* [What needs to be done] Copy word for word everything in the data from the line containing "floor and give integer pixel coordinates." down to the end of the data.

* [Available records]
════════

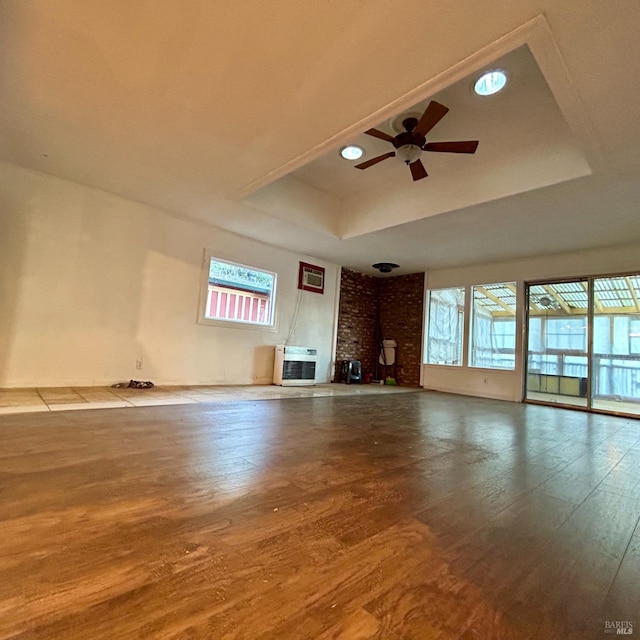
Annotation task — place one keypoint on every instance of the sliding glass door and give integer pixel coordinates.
(558, 343)
(583, 343)
(615, 359)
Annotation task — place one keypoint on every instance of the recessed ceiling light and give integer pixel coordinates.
(490, 82)
(385, 267)
(352, 152)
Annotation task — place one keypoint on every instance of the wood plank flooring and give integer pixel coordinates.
(389, 517)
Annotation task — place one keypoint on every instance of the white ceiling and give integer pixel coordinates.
(232, 113)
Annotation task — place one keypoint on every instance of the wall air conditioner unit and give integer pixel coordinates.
(294, 366)
(311, 278)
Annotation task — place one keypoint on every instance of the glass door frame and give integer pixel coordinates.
(590, 326)
(525, 342)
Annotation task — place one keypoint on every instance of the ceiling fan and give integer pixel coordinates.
(410, 144)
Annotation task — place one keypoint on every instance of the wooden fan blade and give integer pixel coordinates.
(460, 146)
(430, 118)
(370, 163)
(417, 170)
(376, 133)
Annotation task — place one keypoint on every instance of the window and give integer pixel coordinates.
(445, 326)
(493, 326)
(236, 293)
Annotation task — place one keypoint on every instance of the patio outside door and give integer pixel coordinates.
(615, 359)
(558, 343)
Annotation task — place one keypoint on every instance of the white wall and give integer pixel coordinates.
(91, 282)
(507, 385)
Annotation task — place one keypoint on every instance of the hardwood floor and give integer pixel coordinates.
(412, 516)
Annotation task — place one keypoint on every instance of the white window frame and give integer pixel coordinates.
(461, 320)
(234, 323)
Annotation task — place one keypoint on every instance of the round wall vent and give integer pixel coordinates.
(385, 267)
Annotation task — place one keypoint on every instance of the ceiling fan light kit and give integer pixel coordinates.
(410, 143)
(352, 152)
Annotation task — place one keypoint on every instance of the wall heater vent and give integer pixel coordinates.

════════

* [Complete response]
Annotation task — place one keypoint on every instance of the hardwood floor and give integer pixel coordinates.
(412, 516)
Annotation task — place one keypoint on every instance of the white window frame and give integer pixel coordinates.
(461, 320)
(234, 323)
Annotation task — place one keypoint on every instance of the round wall vent and give integer pixel coordinates.
(385, 267)
Annotation task — place one keypoint on every instance of the ceiling fan light kit and give integer pixel coordinates.
(410, 143)
(352, 152)
Annotation task — place one keypoint on every instance of the wall heater vent and give integer pixel coordinates.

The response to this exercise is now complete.